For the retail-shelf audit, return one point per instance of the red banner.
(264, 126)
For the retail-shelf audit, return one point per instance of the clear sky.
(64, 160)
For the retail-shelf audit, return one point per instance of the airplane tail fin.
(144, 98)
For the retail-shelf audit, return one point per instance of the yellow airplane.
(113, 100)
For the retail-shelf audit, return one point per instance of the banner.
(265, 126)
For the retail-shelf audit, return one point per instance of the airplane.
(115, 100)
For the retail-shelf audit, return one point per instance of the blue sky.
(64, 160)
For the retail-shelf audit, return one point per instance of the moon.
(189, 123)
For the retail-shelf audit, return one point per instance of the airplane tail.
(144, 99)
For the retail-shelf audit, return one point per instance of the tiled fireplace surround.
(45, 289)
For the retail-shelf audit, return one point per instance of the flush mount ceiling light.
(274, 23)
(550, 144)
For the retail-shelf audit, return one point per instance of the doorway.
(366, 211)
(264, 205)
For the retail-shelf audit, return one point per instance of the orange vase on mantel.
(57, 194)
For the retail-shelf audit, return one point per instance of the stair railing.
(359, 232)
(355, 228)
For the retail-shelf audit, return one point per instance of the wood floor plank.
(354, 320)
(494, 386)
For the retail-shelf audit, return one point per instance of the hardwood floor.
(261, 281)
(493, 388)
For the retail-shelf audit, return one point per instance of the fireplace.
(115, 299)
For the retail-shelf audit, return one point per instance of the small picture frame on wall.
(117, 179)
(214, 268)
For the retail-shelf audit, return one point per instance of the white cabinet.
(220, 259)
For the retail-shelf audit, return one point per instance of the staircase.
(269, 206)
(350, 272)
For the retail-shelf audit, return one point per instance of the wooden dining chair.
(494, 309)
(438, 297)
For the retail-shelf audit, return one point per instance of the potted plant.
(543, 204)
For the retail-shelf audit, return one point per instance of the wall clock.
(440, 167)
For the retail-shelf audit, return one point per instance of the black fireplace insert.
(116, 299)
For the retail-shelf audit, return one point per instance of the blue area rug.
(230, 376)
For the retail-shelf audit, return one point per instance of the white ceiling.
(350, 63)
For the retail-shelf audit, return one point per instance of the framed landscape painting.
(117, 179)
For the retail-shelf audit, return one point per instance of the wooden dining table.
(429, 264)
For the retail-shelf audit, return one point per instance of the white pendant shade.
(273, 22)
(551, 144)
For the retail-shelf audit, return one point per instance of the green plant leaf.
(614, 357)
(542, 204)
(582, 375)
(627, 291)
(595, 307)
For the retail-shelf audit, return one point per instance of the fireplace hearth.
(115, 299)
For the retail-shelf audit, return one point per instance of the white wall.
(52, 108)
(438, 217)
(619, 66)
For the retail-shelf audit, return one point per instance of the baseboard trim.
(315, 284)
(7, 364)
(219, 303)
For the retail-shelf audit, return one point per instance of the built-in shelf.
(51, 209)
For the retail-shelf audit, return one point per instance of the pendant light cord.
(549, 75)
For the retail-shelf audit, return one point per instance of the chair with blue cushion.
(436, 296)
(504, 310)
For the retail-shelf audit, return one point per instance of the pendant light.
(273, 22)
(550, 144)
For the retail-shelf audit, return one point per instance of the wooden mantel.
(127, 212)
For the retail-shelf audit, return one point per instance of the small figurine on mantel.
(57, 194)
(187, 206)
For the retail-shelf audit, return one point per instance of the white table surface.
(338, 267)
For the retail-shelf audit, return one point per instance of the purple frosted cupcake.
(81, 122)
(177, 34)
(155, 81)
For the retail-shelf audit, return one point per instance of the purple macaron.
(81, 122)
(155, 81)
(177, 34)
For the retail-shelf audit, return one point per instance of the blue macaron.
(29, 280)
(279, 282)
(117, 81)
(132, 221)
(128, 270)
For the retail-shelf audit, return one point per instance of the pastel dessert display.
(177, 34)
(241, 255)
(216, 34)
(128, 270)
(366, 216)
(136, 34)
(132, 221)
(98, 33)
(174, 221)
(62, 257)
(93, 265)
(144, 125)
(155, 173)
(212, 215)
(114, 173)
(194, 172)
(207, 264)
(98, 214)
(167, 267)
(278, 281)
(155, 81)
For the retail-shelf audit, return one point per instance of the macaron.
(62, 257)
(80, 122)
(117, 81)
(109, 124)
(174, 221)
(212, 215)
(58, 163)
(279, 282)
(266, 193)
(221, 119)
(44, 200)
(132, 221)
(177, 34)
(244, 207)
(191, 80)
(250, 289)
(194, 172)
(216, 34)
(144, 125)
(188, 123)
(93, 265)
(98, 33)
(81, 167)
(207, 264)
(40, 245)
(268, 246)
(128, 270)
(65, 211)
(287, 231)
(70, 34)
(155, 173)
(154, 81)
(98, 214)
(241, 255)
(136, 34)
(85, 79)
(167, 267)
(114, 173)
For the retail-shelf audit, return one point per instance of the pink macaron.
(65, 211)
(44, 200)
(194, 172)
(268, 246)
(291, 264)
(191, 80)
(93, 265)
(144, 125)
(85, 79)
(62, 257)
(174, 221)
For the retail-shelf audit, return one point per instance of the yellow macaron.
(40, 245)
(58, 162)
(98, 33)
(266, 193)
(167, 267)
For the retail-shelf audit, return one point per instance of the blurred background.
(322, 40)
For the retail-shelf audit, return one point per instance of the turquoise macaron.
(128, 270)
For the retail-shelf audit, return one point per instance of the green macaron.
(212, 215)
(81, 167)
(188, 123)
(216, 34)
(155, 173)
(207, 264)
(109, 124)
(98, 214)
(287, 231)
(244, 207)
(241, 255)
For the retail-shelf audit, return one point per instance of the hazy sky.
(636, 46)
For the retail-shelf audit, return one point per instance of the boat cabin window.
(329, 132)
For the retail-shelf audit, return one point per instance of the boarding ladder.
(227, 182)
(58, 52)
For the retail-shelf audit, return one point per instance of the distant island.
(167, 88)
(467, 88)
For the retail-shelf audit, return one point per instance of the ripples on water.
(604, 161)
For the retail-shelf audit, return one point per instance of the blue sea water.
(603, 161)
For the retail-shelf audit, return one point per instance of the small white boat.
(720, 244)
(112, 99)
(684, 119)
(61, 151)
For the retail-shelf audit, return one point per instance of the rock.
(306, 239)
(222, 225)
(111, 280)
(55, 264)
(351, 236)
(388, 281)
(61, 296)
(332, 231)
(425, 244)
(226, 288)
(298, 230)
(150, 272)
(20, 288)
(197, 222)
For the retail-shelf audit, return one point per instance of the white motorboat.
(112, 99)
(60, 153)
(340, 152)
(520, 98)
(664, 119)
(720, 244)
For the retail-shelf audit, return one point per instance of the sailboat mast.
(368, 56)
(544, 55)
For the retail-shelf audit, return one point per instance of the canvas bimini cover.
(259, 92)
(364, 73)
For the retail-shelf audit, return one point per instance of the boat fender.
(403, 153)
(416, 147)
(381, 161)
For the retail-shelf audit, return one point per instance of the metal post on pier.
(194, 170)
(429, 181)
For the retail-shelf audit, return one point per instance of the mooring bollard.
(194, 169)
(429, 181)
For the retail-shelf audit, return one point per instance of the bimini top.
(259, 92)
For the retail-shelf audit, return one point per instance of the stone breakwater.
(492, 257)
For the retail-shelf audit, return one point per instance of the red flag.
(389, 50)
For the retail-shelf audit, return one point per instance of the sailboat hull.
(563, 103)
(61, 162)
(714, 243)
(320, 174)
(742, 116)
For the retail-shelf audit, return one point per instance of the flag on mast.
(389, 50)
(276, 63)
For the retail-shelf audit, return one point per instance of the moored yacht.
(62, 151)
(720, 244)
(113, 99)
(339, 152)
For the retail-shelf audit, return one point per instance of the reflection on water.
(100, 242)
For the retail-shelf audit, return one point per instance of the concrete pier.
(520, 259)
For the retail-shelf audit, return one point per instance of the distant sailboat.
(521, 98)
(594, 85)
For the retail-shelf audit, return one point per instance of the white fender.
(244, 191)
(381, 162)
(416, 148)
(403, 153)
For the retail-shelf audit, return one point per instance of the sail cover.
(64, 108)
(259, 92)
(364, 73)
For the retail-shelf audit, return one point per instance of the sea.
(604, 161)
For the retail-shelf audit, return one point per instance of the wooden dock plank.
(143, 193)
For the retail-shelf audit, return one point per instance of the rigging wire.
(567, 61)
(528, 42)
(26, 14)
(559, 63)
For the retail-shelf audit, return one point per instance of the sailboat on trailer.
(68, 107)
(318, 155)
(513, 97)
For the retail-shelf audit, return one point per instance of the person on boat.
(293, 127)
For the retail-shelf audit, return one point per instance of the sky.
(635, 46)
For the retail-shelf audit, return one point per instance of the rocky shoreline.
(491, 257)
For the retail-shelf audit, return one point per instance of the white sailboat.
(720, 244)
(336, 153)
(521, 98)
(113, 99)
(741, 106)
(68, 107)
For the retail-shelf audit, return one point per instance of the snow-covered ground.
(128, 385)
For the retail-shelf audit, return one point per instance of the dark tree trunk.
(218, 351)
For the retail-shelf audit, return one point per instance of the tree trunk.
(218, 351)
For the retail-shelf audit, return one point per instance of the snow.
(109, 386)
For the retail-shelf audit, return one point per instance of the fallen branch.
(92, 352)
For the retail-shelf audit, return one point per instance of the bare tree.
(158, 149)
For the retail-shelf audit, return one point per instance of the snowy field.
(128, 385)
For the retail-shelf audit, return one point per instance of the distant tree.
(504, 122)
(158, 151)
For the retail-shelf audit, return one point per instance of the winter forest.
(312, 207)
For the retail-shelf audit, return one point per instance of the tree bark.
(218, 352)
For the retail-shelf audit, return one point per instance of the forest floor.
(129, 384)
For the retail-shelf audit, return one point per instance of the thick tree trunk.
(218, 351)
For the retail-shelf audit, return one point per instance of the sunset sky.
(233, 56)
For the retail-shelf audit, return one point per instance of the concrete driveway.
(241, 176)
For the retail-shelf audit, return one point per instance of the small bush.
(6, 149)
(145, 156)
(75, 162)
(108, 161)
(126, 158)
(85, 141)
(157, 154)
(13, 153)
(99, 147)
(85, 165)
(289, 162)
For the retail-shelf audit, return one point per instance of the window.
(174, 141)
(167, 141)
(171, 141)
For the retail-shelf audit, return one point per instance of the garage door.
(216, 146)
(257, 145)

• EXERCISE
Transcribe exactly the line containing "of the snow." along with all later lines of the material, through its last line. Add nothing.

• EXPECTED OUTPUT
For the retail-shelf audit, return one point per instance of the snow.
(109, 386)
For the retail-shelf audit, return one point per instance of the fallen branch.
(92, 352)
For the retail-shelf audit, return one point per instance of the bare tree.
(158, 149)
For the retail-shelf audit, return one point per instance of the snowy field.
(128, 385)
For the retail-shelf audit, return one point per instance of the distant tree.
(504, 122)
(158, 151)
For the retail-shelf audit, return one point per instance of the winter forest.
(312, 207)
For the retail-shelf audit, return one point per instance of the tree bark.
(218, 352)
For the retail-shelf audit, return one point per instance of the forest floor.
(129, 384)
For the retail-shelf audit, return one point per instance of the thick tree trunk.
(218, 351)
For the retail-shelf audit, return one point per instance of the sunset sky.
(233, 56)
For the retail-shelf audit, return one point per instance of the concrete driveway.
(241, 176)
For the retail-shelf audit, return one point per instance of the small bush.
(6, 149)
(145, 156)
(75, 162)
(108, 161)
(126, 158)
(85, 141)
(157, 154)
(13, 153)
(99, 147)
(85, 165)
(289, 162)
For the retail-shelf audit, return one point per instance of the window.
(174, 141)
(167, 141)
(171, 141)
For the retail-shelf audit, return one point per instance of the garage door.
(216, 146)
(257, 145)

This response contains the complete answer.